**What you have to do**
Only lines that contain the string "tower" should be returned from the material below.
Records to process: Begin
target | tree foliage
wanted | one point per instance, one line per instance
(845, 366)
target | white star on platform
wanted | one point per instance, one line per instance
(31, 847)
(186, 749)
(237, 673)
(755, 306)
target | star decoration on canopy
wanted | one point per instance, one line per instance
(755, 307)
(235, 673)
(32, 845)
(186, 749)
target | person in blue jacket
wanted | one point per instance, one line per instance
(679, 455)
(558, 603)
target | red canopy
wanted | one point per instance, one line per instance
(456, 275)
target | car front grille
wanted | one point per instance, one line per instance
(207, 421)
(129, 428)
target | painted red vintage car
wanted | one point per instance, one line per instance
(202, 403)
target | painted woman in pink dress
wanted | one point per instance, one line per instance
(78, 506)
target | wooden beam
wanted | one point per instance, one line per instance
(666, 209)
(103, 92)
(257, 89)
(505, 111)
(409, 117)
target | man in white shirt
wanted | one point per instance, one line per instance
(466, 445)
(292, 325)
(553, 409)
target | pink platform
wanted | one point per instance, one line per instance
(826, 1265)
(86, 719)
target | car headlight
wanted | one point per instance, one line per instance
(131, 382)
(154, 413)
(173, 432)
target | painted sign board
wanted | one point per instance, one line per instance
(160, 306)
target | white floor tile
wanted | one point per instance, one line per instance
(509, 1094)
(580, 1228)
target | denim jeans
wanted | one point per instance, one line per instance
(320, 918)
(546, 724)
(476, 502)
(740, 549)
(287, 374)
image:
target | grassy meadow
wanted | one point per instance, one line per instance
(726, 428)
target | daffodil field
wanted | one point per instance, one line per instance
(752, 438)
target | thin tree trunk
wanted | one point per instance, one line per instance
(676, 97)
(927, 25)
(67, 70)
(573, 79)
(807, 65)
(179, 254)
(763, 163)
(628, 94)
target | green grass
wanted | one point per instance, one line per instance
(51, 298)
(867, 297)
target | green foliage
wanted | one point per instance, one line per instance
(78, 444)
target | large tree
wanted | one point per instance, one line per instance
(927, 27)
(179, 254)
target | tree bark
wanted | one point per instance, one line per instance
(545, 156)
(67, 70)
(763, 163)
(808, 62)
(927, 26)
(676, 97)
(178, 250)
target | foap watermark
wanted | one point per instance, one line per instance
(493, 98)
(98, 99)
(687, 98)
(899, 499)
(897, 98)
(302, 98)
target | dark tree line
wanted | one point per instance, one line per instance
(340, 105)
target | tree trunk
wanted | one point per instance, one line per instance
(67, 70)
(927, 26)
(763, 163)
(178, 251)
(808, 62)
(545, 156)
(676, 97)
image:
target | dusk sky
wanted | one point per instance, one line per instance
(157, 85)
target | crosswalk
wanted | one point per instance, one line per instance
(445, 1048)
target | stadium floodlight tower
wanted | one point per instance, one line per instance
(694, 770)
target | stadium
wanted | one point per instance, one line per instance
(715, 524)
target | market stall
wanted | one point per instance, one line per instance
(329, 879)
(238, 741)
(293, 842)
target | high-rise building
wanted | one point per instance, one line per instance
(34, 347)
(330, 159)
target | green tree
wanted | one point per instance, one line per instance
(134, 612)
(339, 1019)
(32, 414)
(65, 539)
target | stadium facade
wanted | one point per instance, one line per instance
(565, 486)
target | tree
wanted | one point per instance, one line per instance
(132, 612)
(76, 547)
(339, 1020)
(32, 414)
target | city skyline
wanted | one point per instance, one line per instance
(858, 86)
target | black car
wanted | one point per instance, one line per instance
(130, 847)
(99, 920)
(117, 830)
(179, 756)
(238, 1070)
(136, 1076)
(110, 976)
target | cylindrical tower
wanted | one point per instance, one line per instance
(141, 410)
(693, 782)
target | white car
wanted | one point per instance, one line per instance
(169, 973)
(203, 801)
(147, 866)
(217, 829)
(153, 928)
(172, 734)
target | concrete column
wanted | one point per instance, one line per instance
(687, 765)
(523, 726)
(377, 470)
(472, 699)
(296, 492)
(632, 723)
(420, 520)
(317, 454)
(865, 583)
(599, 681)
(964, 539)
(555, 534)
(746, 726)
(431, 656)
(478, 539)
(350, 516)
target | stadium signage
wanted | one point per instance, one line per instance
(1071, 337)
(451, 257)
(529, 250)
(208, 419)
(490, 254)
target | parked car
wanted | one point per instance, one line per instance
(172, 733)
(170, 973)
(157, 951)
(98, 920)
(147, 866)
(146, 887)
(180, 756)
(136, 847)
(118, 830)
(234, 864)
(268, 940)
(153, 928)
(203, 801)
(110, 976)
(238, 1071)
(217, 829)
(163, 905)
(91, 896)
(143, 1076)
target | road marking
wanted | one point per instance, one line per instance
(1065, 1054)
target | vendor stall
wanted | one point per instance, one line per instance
Records to process: End
**Exercise solution**
target | stadium floodlight tower
target | cylindrical tower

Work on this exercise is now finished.